=== Requirement ===
Locate every line in the listing below that contains the word "outlet", and copy each of those lines.
* * *
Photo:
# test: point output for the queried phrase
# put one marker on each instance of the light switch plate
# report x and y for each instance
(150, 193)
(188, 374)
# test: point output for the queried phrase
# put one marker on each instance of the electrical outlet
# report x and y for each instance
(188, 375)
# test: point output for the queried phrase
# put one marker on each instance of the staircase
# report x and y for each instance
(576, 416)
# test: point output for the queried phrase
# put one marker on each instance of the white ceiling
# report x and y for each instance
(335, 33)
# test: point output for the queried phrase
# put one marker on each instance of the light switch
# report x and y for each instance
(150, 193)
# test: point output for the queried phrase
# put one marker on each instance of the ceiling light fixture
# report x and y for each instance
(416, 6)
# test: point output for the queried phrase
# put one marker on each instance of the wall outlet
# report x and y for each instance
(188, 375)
* * *
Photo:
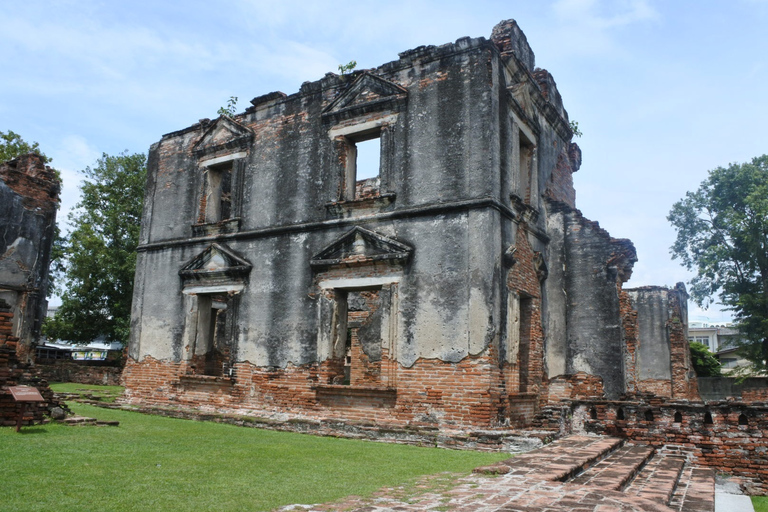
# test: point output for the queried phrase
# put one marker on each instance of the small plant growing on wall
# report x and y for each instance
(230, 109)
* * *
=== Right answer ===
# put one marker on each instance of the electrical outlet
# put one marker on each instance of the wall outlet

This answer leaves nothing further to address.